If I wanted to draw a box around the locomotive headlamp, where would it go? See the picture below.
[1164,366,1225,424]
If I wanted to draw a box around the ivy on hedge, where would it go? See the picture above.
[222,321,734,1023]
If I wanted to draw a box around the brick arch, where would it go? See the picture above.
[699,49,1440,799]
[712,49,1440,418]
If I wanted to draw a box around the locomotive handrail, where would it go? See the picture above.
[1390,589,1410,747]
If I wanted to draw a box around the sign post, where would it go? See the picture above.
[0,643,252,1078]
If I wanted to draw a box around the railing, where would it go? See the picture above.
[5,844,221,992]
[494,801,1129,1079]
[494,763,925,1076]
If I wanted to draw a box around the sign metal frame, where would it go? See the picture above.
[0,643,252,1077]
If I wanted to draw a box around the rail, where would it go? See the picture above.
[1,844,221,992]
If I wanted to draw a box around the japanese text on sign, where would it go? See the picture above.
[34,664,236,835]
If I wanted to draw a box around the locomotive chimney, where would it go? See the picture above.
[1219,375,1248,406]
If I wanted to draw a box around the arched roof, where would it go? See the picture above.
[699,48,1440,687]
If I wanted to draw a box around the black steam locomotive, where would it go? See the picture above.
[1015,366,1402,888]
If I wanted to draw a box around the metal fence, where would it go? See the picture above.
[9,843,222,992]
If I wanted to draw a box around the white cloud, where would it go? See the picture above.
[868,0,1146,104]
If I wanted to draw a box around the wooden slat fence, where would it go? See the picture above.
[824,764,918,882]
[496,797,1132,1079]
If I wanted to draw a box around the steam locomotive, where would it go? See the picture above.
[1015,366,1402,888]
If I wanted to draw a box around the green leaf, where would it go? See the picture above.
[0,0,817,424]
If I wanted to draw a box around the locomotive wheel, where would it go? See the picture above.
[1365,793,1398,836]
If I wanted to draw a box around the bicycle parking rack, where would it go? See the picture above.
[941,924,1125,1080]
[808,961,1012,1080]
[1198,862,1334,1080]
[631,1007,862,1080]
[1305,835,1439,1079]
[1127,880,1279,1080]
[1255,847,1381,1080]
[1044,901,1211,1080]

■ WHAT THIS TASK INVOLVES ■
Only these lines should appear in the reply: the one containing "If I wanted to draw a box around the green", the last line of the data, and all lines between them, each copied exactly.

■ REPLY ■
If I wanted to draw a box around the green leaf, where would it go? See the picture above.
[0,0,817,424]
If I wanted to draw a box around the locomotive wheel, where would it go? See the picture above.
[1365,793,1398,836]
If I wanted to draw a box around the bicycle parking rack, where would it go? See the picture above.
[941,924,1125,1080]
[808,961,1012,1080]
[1198,862,1334,1080]
[631,1007,862,1080]
[1305,835,1439,1079]
[1127,880,1279,1080]
[1255,847,1381,1080]
[1044,901,1211,1080]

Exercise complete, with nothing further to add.